- **Source extract**:
═══
Digital/Mobile Health in Clinical Trials

Organizers: Kevin Anstrom (Duke)
Chair: Kevin Anstrom (Duke)
Vice Chair: Xiaofei Wang (Duke)

Speakers:

Manisha Desai (Stanford)
Jessilyn Dunn (Duke)
Vanja Vlajnic (Bayer)

Abstracts:

Title: Design Lessons Learned from the Apple Heart Study
Speaker: Manisha Desai (Stanford)

Clinical trials with pragmatic features require special attention to their design and analysis. Often such features are incorporated in order to increase participant enrollment, engagement, and/or the amount of data collected on participants. Today’s pragmatic studies leverage real-world digital platforms such as electronic health records, continuous glucose monitors, and accelerometers that may alleviate the burden of data collection from the participant but that are not necessarily intended for research purposes. The Apple Heart Study was a prospective, single-arm, site-less pragmatic study designed to evaluate the ability of an app to detect atrial fibrillation. The implementation of the study contained numerous pragmatic features, such as the use of an app for enrollment and a wearable device for data collection, that enabled a high volume of patient enrollment and accompanying data. These pragmatic elements led to challenges surrounding the study implementation. Challenges we encountered included identifying the number of unique participants, linking complex and disparate data elements to each participant, ordering data longitudinally within participant, and engaging participants through study completion. Novel solutions to these challenges were derived, often in real-time. These solutions inform future designs, and data analysis and data monitoring plans for studies with similar pragmatic features. Importantly, the issues presented demonstrate the critical role of data science in modern pragmatic trials.

Title: Precision Healthcare Through Multi-scale Biomedical Data Integration
Speaker: Jessilyn Dunn (Duke)

The healthcare landscape faces rising costs and declining health outcomes as a result of a reactive, treatment-centered medical system. In particular, cardiometabolic disease is the leading cause of death and healthcare cost worldwide. Although this condition is often preventable and treatable when detected early, its incidence continues to rise. The shift toward a proactive, prevention-based healthcare system requires precision methods to assess risk and deliver effective interventions. The long-term goal of my research is to develop precision health tools that use continuous health monitoring data to reveal changes in health status and assist medical decision-makers in delivering precision therapies and just-in-time interventions.
Recent technological advancements make it possible to closely and continuously monitor individuals on multiple scales in real time while also incorporating genetic, environmental, and lifestyle information. We are collecting and using this multi-scale biomedical data to gain a more precise understanding of health and disease at molecular and physiological levels and developing actionable, predictive health models for improving cardiometabolic outcomes. We are simultaneously developing tools for the digital health community, including the Digital Biomarker Discovery Pipeline (DBDP), to facilitate the use of mobile device data in healthcare.
═══
Data excerpts

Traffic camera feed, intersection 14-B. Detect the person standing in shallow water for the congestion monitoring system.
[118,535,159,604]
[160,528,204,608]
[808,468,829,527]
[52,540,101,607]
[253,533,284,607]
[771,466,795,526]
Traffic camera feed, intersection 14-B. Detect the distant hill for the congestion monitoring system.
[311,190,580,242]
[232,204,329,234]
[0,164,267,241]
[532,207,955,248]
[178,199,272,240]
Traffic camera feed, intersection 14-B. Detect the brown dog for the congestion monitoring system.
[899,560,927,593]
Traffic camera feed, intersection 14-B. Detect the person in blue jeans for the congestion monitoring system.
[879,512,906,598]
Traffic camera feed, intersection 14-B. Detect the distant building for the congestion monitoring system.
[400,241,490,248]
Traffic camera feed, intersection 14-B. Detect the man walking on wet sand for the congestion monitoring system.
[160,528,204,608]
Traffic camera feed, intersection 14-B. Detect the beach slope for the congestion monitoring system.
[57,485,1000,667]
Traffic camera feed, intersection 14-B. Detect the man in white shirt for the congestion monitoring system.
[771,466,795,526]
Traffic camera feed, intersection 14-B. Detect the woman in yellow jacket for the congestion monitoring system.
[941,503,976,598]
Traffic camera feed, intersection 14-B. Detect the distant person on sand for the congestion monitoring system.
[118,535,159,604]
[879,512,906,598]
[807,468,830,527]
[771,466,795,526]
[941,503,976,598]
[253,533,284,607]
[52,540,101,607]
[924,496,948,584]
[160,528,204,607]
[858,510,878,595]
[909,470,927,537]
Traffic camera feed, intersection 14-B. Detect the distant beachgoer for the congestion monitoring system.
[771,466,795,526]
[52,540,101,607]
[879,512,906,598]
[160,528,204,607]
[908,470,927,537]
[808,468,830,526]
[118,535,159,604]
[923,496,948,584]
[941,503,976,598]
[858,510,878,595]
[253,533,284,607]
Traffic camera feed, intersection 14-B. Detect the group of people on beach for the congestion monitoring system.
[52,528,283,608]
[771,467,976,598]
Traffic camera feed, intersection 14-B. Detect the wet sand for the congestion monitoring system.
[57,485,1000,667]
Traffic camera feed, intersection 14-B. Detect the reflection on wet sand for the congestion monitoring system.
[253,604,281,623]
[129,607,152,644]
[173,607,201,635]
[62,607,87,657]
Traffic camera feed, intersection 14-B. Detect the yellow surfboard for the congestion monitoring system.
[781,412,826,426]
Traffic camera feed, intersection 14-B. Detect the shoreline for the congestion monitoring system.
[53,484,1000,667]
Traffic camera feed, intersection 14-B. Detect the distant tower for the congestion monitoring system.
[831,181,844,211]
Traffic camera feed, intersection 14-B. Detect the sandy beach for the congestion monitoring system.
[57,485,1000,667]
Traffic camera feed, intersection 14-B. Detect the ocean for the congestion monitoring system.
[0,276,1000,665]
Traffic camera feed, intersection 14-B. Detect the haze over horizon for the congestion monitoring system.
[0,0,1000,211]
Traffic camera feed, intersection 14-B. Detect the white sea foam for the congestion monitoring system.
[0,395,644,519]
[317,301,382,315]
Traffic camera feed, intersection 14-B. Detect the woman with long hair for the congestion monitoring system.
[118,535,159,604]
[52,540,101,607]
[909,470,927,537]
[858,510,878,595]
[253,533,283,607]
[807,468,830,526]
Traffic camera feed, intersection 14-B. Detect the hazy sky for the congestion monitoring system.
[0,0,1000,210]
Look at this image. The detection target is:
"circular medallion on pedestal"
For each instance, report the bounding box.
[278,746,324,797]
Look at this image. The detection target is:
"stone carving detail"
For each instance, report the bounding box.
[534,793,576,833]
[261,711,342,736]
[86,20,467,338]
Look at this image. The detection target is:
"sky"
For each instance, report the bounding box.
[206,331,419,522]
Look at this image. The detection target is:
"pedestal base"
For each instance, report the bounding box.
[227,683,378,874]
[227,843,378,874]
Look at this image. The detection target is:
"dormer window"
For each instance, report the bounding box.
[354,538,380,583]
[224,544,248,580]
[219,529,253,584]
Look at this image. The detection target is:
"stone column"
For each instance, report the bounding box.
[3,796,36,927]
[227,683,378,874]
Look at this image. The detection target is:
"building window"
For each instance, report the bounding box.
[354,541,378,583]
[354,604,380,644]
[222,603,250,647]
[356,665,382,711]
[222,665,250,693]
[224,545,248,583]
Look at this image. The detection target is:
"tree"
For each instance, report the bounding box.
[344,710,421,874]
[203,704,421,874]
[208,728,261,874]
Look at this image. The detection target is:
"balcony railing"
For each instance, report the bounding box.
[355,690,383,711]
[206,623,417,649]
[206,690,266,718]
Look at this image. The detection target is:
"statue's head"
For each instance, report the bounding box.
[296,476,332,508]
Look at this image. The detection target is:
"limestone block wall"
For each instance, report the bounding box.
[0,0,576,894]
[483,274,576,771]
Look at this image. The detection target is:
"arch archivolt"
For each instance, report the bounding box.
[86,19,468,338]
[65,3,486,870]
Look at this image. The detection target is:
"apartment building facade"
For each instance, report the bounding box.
═══
- **Instructions**:
1. According to the session listing on digital health in clinical trials, what was the Apple Heart Study designed to evaluate?
2. Please carry the session listing on digital health in clinical trials forward from its last sentence.
This material plays no role here.

- **Answers by task**:
1. The ability of an app to detect atrial fibrillation.

2.
Title: Clinical Trials in a Digital Age: Analysis of High-Dimensional Data from Wearables
Speaker: Vanja Vlajnic (Bayer)

As the population continues to grow and live longer, the effects of chronic disease and illness become more salient to both the individual and society at large. As researchers continue to examine novel therapeutics and devices for potential treatments, new technologies are emerging as part of the landscape to assist in the collection of patient data. In many therapeutic areas, such as cardiovascular disease, the analysis of data from clinical trials play a fundamental role in identifying potential signals indicating an improvement in disease status or patient quality of life. As of late, wearable devices such as accelerometers have gained popularity in the clinical trial setting due to their non-invasiveness coupled with the ability to collect data continuously and passively. These data are collected at much higher resolutions than traditionally found in clinical trials and thus allow for the opportunity to examine such things as physical activity, sedentary behavior, and sleep of patients throughout the course of the trial and their relationships to clinical outcomes. This is in contrast to one of the more traditional endpoints in cardiovascular trials, the 6-minute walking test, which often only collects a single measurement on a patient at several time periods across the trial. This talk will provide a case study of the utilization of a wearable device in the cardiovascular space as well as discuss some of the regulatory implications therein. Furthermore we will examine traditional analytical methods as well as a deep learning approach to analyzing the high-resolution data.